● **Consigne 1**:
Recopiez, dans le texte source, le passage qui s'ouvre sur les mots contenant "Viendront ensuite Raphaël" et se termine par "français contemporains (1888).".
● **Consigne 2**:
Dressez la liste des titres d'ouvrages que le texte source mentionne, chacun avec l'année indiquée.
● **Consigne 3**:
Prolongez le récit de la carrière d'écrivain et d'enseignant présenté dans le texte source, à la suite de sa dernière phrase.

Viendront ensuite Raphaël et la Farnésine (1884), Grèce, Turquie, le Danube (1886), écrit au retour d’un nouveau voyage en Orient, De Paris au Niagara (1887), au retour d’un voyage aux États-Unis, où il représenta le syndicat de la presse parisienne à l’inauguration de la statue de la Liberté de Bartholdi, enfin Peintres français contemporains (1888).

Mais, éducateur dans l’âme, ni le journal ni le livre ne suffisaient encore à son activité. Il eut la nostalgie de l’enseignement. En 1880, il succéda à Paul Albert comme professeur de littérature à l’École militaire de Saint-Cyr. Presque en même temps, on lui demandait de donner des cours à l’École normale supérieure de Fontenay-aux-Roses, puis à celle de Saint-Cloud. Il se mit avec tout son cœur dans ces enseignements. Ne s’agissait-il pas de faire connaître et aimer le génie de la France d’un côté à nos futurs officiers, de l’autre à l’élite des maîtres et maîtresses destinés à former le personnel enseignant des écoles primaires, c’est-à-dire l’âme de notre peuple ! La sincérité cordiale de sa parole lui concilia aussitôt ces auditoires si différents. Nulle rhétorique ; point d’érudition vaine et encombrante. Le patriote, le citoyen libéral, le moraliste laïque parurent en lui sans rien d’étroit ni de sectaire ; il conquit d’emblée la confiance affectueuse des élèves, le respect au moins et l’estime de ceux-là même que leur éducation antérieure fermait en partie à son action.

(Données de localisation de points)
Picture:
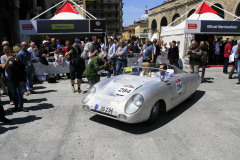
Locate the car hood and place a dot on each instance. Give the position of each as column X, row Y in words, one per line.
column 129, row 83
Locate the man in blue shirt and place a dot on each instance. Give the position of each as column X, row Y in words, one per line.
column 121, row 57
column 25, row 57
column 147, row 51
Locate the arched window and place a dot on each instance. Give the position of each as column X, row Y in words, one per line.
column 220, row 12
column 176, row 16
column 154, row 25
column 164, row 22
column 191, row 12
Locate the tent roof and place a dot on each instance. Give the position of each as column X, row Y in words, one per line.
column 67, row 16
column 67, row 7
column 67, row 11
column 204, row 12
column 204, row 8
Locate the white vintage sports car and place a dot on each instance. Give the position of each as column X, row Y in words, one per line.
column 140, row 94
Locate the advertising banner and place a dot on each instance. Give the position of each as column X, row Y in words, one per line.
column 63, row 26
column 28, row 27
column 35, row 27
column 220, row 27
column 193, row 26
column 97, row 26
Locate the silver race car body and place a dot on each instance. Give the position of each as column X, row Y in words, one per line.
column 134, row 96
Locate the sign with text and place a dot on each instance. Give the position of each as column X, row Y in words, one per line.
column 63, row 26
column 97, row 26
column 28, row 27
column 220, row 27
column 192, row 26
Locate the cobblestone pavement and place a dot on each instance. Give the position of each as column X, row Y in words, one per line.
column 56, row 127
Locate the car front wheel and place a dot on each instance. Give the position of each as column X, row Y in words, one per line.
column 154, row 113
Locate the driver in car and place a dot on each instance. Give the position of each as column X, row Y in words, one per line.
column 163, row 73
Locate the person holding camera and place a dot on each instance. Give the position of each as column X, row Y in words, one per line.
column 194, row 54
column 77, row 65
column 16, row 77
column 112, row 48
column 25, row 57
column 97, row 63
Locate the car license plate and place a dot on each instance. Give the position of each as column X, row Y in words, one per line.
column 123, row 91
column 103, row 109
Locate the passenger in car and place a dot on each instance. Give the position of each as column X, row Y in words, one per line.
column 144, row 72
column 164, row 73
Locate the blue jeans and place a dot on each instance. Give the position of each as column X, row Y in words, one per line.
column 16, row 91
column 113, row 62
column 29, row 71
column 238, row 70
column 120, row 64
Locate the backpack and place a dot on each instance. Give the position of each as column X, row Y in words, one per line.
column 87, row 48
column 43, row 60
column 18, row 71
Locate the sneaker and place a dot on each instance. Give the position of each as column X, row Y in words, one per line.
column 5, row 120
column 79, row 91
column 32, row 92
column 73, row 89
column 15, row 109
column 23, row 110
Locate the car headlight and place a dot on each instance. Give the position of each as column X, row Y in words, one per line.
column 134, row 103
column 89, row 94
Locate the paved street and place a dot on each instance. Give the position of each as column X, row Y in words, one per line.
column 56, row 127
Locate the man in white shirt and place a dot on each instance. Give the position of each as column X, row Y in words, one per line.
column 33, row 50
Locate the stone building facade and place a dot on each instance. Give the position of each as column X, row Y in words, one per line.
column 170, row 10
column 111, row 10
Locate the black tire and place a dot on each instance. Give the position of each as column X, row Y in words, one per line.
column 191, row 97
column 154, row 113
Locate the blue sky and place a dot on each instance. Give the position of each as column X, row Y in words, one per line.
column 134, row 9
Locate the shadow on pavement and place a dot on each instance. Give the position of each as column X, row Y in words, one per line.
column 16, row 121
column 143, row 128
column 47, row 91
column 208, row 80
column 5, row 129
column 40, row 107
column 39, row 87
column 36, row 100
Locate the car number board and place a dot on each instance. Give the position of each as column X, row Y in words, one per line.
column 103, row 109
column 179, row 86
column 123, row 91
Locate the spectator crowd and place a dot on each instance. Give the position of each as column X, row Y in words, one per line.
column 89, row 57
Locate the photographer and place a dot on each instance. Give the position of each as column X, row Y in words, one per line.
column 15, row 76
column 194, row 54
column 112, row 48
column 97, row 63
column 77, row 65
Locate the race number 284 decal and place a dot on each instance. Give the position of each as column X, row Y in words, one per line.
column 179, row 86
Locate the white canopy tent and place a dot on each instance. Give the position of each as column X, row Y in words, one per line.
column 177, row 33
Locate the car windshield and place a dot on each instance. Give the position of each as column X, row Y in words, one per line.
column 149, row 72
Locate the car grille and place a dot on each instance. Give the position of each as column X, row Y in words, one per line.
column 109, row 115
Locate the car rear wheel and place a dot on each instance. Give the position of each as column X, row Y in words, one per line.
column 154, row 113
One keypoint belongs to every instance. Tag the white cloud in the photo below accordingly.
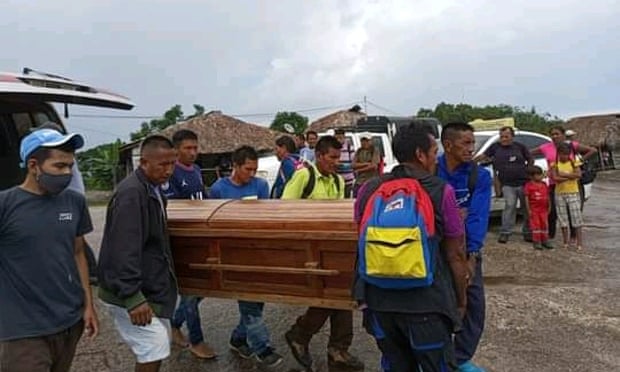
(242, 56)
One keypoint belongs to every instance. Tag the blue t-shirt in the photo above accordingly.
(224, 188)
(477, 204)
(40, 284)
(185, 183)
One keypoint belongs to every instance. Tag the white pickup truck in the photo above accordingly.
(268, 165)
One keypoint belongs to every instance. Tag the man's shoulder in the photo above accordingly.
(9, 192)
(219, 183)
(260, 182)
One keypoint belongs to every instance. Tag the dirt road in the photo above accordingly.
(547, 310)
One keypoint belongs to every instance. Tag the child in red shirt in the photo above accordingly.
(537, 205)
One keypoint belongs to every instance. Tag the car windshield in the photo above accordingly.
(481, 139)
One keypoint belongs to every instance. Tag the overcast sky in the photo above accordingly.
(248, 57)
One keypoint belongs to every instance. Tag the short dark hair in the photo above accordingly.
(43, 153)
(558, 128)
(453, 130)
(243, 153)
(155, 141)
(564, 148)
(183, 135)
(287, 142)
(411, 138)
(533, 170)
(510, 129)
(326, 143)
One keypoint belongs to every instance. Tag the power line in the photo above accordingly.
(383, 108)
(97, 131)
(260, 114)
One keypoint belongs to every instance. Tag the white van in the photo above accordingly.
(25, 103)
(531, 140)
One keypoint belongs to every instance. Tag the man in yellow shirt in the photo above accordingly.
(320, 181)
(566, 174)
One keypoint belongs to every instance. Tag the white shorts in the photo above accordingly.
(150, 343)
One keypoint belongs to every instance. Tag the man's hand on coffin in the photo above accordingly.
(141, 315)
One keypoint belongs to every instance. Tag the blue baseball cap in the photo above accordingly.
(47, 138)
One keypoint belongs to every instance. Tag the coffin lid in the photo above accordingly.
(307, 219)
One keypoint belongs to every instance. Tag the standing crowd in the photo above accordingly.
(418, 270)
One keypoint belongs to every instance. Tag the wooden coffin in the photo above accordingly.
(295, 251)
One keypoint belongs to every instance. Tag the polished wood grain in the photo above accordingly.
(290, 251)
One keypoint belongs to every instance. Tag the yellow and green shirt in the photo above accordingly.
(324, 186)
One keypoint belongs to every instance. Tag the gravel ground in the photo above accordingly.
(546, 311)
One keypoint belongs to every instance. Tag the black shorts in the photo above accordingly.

● **Réponse 1**:
Viendront ensuite Raphaël et la Farnésine (1884), Grèce, Turquie, le Danube (1886), écrit au retour d’un nouveau voyage en Orient, De Paris au Niagara (1887), au retour d’un voyage aux États-Unis, où il représenta le syndicat de la presse parisienne à l’inauguration de la statue de la Liberté de Bartholdi, enfin Peintres français contemporains (1888).

● **Réponse 2**:
- Raphaël et la Farnésine (1884)
- Grèce, Turquie, le Danube (1886)
- De Paris au Niagara (1887)
- Peintres français contemporains (1888)

● **Réponse 3**:
Ce fut un beau moment dans la vie de Bigot que les années où nous le vîmes mener de front toutes ces tâches, non seulement sans fléchir, mais avec l’ivresse de l’activité utile et joyeuse, aussi complètement à chaque besogne que s’il n’en avait eu qu’une, toujours de loisir pour ses amis, toujours gai, accueillant, hospitalier, jouissant du monde qu’il connaissait mieux que personne, recherché dans les salons, mais préférant encore à tout l’intime causerie avec des camarades autour de son heureux foyer. « Nulle part, dit-il dans l’avant-propos du Petit Français, on ne travaille autant qu’à Paris. » Il en était la preuve vivante. Hélas ! il le fut aussi de cette vérité désolante que, nulle part, il n’est plus difficile de garder la mesure dans le travail. Entre les oisifs qui ne font rien qui vaille et les laborieux qui se tuent sans s’en apercevoir, il n’y a presque point de milieu. Et, chose non moins déplorable, il n’est pas rare que des laborieux même, qui auraient eux aussi des talents, cherchent longtemps en vain l’emploi de leurs facultés, pendant que plient sous le faix ceux que la notoriété a tirés de pair.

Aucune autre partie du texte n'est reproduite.